• BLOK TEKS:
────────────────────

Dalam melaksanakan tugasnya sehari-hari baik sebagai
pengajar (instructional function)
maupun sebagai pendidik (educational
function), ia akan selalu menghadapi problema-problema. Misalnya saja
problema dalam mengajar, secara proses problema tersebut akan selalu muncul
pada tiga periode, yaitu periode sebelum aktivitas mengajar (preinstructional activities), periode
aktivitas mengajar (instructional
activities), dan periode setelah aktivitas mengajar (postinstructional).[17]
Tugas guru bukan saja menyangkut kegiatannya di
dalam kelas atau sekolah, melainkan harus pula melakukan hal-hal atau
melaksanakan seperangkat tingkah laku sehubungan dengan kedudukannya sebagai
guru. Menurut Peters[18]
yang dikutip Akmal Hawi, tugas dan tanggung jawab guru adalah: 1) sebagai
pengajar; 2) sebagai pembimbing; 3) sebagai administrasi kelas.

────────────────────

• ISI DATA:

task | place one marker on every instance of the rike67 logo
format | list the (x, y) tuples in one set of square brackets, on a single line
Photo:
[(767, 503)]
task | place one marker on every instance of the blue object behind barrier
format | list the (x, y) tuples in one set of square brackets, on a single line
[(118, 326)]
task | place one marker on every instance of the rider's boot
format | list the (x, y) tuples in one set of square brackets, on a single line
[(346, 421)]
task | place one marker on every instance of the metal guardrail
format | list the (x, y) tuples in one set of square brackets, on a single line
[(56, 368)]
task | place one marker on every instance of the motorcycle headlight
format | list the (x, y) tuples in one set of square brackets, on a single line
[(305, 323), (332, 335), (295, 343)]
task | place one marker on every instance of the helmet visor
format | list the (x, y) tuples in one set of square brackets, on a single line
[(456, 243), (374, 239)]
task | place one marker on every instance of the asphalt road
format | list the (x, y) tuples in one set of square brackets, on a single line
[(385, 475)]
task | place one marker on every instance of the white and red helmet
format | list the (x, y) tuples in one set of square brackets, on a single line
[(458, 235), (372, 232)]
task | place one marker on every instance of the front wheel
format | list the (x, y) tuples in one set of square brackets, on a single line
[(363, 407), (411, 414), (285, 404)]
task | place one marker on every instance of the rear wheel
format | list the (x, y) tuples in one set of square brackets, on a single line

────────────────────

• YANG HARUS DIKERJAKAN:
Ketik ulang persis bagian teks tentang tugas guru, mulai dari "maupun sebagai pendidik" dan berakhir pada "sebagai administrasi kelas.".

• SOAL TERJAWAB:
maupun sebagai pendidik (educational
function), ia akan selalu menghadapi problema-problema. Misalnya saja
problema dalam mengajar, secara proses problema tersebut akan selalu muncul
pada tiga periode, yaitu periode sebelum aktivitas mengajar (preinstructional activities), periode
aktivitas mengajar (instructional
activities), dan periode setelah aktivitas mengajar (postinstructional).[17]
Tugas guru bukan saja menyangkut kegiatannya di
dalam kelas atau sekolah, melainkan harus pula melakukan hal-hal atau
melaksanakan seperangkat tingkah laku sehubungan dengan kedudukannya sebagai
guru. Menurut Peters[18]
yang dikutip Akmal Hawi, tugas dan tanggung jawab guru adalah: 1) sebagai
pengajar; 2) sebagai pembimbing; 3) sebagai administrasi kelas.